**Défis**.
1) D'après le texte sur la connaissance métaphysique, quel est toujours essentiellement le point de départ de l'énonciation métaphysique ?
2) Prolongez le texte sur la connaissance métaphysique au-delà de sa dernière phrase.

**Extrait présenté**.
....
Nous venons de dire que la religion traduit les vérités métaphysiques ou universelles en langage dogmatique; or, si le dogme n’est pas accessible à tous dans sa Vérité intrinsèque que seul l’Intellect peut atteindre directement, le même dogme n’en est pas moins accessible par la foi, seul mode de participation possible, pour la grande majorité des hommes, aux vérités divines. Quant à la connaissance intellectuelle qui, nous l’avons vu, ne procède ni d'une croyance ni d’un raisonnement, elle dépasse le dogme en ce sens que, sans jamais le contredire, elle en pénètre la « dimension interne », c’est-à-dire la Vérité infinie, qui domine toutes les formes.

Afin d’être absolument clair, nous insisterons encore sur ce que le mode rationnel de connaissance ne dépasse nullement le domaine des généralités et n’atteint à lui seul aucune vérité transcendante; il peut néanmoins servir de mode d’expression à une connaissance supra-rationnelle, — c’est le cas de l’ontologie aristotélicienne et scolastique, — mais ce sera toujours au détriment de l’intégrité intellectuelle de la doctrine. Certains objecteront peut-être que la métaphysique la plus pure se distingue parfois peu de la philosophie, qu’elle use comme celle-ci d’argumentations et semble arriver à des conclusions; mais cette ressemblance ne tient qu’au fait que toute conception, dès qu’on l’exprime, se revêt forcément des modes de la pensée humaine, qui est rationnelle et dialectique; ce qui distingue ici essentiellement la proposition métaphysique de la proposition philosophique, c’est que la première est symbolique et descriptive, en ce sens qu’elle se sert des modes rationnels comme de symboles pour décrire ou traduire des connaissances qui comportent plus de certitude que n’importe quelle connaissance de l’ordre sensible, tandis que la philosophie — qu’on n’a pas pour rien appelée ancilla theologiae — n’est jamais plus que ce qu’elle exprime; lorsqu’elle raisonne pour résoudre un doute, cela prouve précisément que son point de départ est un doute qu’elle veut arriver à surmonter, alors que, nous l’avons dit, le point de départ de l'énonciation métaphysique est toujours essentiellement une évidence ou une certitude, qu’il s’agira de communiquer, à ceux qui seront capables de la recevoir, par des moyens symboliques ou dialectiques propres à actualiser chez eux la connaissance latente qu’ils portent inconsciemment, nous dirons aussi « éternellement », en eux-mêmes.
....
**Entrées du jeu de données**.
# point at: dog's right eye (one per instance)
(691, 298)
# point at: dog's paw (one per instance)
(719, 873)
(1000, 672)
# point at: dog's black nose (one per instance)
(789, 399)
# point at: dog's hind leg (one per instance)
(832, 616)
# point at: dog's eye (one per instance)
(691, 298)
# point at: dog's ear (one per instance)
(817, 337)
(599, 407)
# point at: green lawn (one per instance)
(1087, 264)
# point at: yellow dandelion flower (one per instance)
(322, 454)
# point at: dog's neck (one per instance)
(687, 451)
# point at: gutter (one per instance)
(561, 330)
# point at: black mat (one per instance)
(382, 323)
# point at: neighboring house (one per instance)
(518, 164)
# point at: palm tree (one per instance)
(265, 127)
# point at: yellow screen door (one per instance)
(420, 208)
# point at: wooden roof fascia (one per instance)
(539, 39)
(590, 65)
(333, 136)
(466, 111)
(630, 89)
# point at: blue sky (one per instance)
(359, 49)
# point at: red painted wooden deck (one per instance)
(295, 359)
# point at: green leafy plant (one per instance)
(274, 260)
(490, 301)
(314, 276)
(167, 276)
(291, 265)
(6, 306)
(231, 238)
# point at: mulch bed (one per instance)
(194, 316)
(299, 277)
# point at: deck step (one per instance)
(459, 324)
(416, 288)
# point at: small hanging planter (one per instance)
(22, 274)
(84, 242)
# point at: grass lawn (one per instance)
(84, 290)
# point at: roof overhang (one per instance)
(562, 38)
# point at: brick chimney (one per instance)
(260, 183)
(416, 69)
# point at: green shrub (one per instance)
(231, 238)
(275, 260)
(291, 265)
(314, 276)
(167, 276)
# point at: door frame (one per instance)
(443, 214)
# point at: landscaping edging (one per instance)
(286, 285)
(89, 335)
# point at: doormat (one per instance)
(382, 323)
....
**Réponses par tâche**.
1) Une évidence ou une certitude.

2)
Prenons, à titre d’exemple des trois modes de pensée que nous avons envisagés, l’idée de Dieu : le point de vue philosophique, lorsqu’il ne nie pas Dieu purement et simplement, et ne serait-ce qu’en substituant à ce mot un sens qu’il n’a pas, cherche à « prouver » Dieu par toutes sortes d’argumentations; en d’autres termes, ce point de vue cherche à « prouver » soit 1’ « existence », soit 1’ « inexistence » de Dieu, comme si la raison, qui n’est qu’un intermédiaire et nullement une source de connaissance transcendante, ne pouvait pas « prouver » n’importe quoi; d’ailleurs, cette prétention à l’autonomie de la raison dans des domaines où seules l’intuition intellectuelle d’une part et la révélation d’autre part peuvent communiquer des connaissances, caractérise le point de vue philosophique et en révèle toute l'insuffisance. Quant au point de vue religieux, il ne se soucie pas de prouver Dieu, — il permet même d’admettre que cela est impossible, — mais il se fonde sur la croyance; ajoutons que la « foi » ne se réduit nullement à la simple croyance, sans quoi le Christ n’aurait pas parlé de la « foi qui déplace les montagnes », car il va sans dire que la croyance religieuse n’a point cette vertu. Métaphysiquement enfin, il ne s’agira plus ni de « preuve » ni de « croyance », mais exclusivement d’évidence directe, évidence intellectuelle qui implique la certitude absolue, mais qui, dans l’état actuel de l’humanité, n’est plus accessible qu’à une élite spirituelle de plus en plus restreinte; or la religion, de par sa nature et indépendamment des velléités de ses représentants qui peuvent n’en avoir pas conscience, contient et transmet sous le voile de ses symboles dogmatiques et rituels la Connaissance purement intellectuelle, ainsi que nous l’avons fait remarquer plus haut.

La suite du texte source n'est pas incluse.